- [Data for this exercise]
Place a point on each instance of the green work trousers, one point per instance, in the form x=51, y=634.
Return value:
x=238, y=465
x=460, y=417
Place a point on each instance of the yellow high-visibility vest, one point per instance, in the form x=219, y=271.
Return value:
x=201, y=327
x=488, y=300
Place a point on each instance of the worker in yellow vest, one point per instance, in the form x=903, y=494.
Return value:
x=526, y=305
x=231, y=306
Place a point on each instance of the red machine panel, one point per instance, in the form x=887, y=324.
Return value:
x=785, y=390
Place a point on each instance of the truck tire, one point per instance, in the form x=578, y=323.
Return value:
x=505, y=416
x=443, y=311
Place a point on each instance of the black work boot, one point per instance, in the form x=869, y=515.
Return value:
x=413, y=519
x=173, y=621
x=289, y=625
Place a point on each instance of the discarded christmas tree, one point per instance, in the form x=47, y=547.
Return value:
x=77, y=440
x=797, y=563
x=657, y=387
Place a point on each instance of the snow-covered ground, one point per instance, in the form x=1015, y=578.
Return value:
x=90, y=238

- [Exercise prompt] Reproduce every line of the data above, offsetting by -48 each x and y coordinate listed under a "Return value:" line. Keep every other number as it is.

- [Response to the exercise]
Place a point on each instance of the green work trousers, one point per instance, in the form x=51, y=634.
Return value:
x=190, y=417
x=412, y=369
Place a point on each instance of the yellow high-visibility vest, one point per instance, in the form x=219, y=271.
Return value:
x=153, y=279
x=440, y=252
Place a point on each instance of the worker in yellow vest, one point per instance, in the form x=903, y=494.
Return value:
x=478, y=257
x=183, y=258
Place a point on each instance of the red machine panel, one point per instance, in the form x=887, y=324.
Return value:
x=737, y=342
Place a point on each instance of the truck tire, one point per instance, in the form x=578, y=323.
Return value:
x=457, y=368
x=395, y=263
Place a point on each instance of the black work boot, one point per instance, in the form x=869, y=515.
Return value:
x=365, y=471
x=125, y=573
x=241, y=577
Place a point on each instance of the discarded christmas tree, one point per instance, in the form x=47, y=547.
Return value:
x=29, y=392
x=749, y=515
x=609, y=339
Place a point on each instance of the snow-covered ground, one point per instance, in the form x=1015, y=578.
Return value:
x=42, y=190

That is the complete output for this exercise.